Although fewer studies have focused on the relationships among the species and proposed families within the Chaetognatha, they too reflect a history of revision. After Tokioka's reorganization of the early chaetognath classification [11], morphological taxonomy has advanced a succession of alternative schemes [12]. For instance, the genus Sagitta, which contains some 60 species, has also been considered a family [13]; while this relative placement reflects the Linnaean classification system and is therefore somewhat arbitrary, it does highlight the current uncertainly in timing and driving forces of speciation in Chaetognatha. Morphological identification of arrow worms requires significant training and expertise, and delineating species (that is, identifying monophyletic taxa) has often been difficult, even for experienced taxonomists.

Biogeographical data further complicate our understanding of species structure in chaetognaths. Although many species exhibit large ranges, encompassing similar latitudinal bands in all major oceans [14], chaetognaths can also be accurate indicators of regional water masses and depth layers [15]. Species such as Sagitta setosa often exhibit disjunct distributions [12], [16], which raise questions as to whether the morphological variation seen between populations has a genetic basis. Finally, species and/or groups of related species exhibit patterns of distribution that may reflect their history of evolution and speciation. For instance, the cold-water species Sagitta maxima exhibits submergence (i.e. a shift into deeper waters) in subtropical and tropical zones. More intriguing are the similar distributions of two groups of chaetognaths, each containing three species (S. marri, S. zetesios, S. planctonis, and S. gazellae, S. maxima, S. lyra). The first species in each triplet is found in Antarctic waters, the second shows a bipolar distribution with submergence towards the equator, and the third is subtropical [15], [17]. It is not known whether this latitudinal series of distributions reflects the speciation history of the triplets either northwards or southwards, or whether it is an ecological grouping only.

The complex morphological and geographical associations of chaetognaths present a situation in which DNA barcoding [18] can offer significant insight. Analysis of the patterns of DNA sequence diversity at the mitochondrial cytochrome oxidase c subunit I (COI) gene, when combined with known morphological associations of established species, results in a fuller understanding not only of the cohesion of well-known taxa, but also the range of variation contained within them. Barcoding using COI has been effective in revealing previously unknown patterns of genetic diversity in terrestrial systems (e.g. [19][21]) and marine systems (e.g. fish [22], chitons [23], and crustaceans [24]). While nuclear rRNA genes are frequently used in similar investigations, their resolution is typically taxonomically deeper than the species level crucial to species discrimination with COI. Further, the ribosomal genes copies in chaetognaths appear to be split into two highly divergent “classes” [3]; [25] whose paralog vs. pseudogene status remains unclear. This possibly non-homogeneous duplication of nuclear ribosomal genes complicates their use in genetic analyses. This study presents DNA barcodes for 52 specimens of 14 species of chaetognaths collected from the Atlantic and Southern Oceans. These collections are part of an ongoing barcoding effort of the Census of Marine Zooplankton (CMarZ) and the Mid-Atlantic Ridge Ecology group (MAR-ECO), two field projects of the Census of Marine Life (CoML).
______________________________
Can you write out the chaetognath text from "Although fewer studies" up to and including "for experienced taxonomists.", keeping every word and mark as it appears?
______________________________
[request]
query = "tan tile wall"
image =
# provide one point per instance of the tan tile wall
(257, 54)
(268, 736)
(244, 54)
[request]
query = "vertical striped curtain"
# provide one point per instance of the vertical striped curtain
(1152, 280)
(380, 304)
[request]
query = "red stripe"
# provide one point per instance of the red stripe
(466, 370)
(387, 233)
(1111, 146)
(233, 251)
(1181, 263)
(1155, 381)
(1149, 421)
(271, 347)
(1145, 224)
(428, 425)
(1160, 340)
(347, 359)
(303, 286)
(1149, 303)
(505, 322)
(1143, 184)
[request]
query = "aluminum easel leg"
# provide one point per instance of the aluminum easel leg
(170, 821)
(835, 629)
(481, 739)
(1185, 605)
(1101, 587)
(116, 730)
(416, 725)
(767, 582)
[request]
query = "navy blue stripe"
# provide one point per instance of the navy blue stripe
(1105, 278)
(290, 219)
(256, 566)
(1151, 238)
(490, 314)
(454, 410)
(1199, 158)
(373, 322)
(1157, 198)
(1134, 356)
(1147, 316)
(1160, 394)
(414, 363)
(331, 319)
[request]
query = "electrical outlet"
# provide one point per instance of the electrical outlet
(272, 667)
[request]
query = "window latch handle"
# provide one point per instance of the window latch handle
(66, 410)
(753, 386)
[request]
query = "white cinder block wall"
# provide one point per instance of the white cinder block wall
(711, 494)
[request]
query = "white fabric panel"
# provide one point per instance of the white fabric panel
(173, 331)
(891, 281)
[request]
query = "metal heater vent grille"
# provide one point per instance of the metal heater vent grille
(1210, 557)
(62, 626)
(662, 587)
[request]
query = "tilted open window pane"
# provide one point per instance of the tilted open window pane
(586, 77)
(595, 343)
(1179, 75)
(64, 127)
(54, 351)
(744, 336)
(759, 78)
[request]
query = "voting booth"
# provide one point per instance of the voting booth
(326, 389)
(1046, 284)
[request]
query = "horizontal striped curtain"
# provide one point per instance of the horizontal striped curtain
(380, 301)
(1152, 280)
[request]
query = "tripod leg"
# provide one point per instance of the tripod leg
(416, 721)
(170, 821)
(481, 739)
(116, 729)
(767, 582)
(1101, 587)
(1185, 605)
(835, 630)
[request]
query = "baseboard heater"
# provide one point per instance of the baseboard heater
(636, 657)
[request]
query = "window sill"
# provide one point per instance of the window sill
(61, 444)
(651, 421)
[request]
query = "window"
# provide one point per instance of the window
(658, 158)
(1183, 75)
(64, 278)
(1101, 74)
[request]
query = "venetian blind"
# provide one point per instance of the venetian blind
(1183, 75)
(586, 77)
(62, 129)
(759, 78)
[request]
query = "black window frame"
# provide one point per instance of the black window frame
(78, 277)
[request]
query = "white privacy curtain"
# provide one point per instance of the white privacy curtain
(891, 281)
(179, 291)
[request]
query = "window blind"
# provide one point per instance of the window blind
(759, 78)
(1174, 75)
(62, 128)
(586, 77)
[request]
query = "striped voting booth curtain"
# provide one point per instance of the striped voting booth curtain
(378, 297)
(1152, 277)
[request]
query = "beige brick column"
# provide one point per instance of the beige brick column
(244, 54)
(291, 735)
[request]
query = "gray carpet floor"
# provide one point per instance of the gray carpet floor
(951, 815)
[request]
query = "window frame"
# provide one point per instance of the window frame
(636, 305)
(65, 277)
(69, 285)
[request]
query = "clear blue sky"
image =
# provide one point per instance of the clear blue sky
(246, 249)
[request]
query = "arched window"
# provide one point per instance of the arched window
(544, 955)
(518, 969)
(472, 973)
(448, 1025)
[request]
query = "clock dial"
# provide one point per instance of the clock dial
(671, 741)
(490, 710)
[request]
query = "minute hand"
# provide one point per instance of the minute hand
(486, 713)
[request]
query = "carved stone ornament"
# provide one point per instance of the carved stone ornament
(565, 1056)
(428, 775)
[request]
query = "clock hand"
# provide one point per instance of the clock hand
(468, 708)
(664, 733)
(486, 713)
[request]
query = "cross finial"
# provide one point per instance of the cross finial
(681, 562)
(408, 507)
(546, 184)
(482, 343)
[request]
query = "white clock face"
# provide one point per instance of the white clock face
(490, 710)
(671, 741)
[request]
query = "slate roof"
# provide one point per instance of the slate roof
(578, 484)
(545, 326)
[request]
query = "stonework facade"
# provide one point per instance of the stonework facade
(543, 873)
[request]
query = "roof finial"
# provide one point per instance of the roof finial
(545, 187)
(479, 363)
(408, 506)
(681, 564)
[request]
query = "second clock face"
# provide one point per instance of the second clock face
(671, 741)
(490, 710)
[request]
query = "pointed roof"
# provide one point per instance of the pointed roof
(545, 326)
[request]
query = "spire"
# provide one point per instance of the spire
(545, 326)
______________________________
**The answer**
Although fewer studies have focused on the relationships among the species and proposed families within the Chaetognatha, they too reflect a history of revision. After Tokioka's reorganization of the early chaetognath classification [11], morphological taxonomy has advanced a succession of alternative schemes [12]. For instance, the genus Sagitta, which contains some 60 species, has also been considered a family [13]; while this relative placement reflects the Linnaean classification system and is therefore somewhat arbitrary, it does highlight the current uncertainly in timing and driving forces of speciation in Chaetognatha. Morphological identification of arrow worms requires significant training and expertise, and delineating species (that is, identifying monophyletic taxa) has often been difficult, even for experienced taxonomists.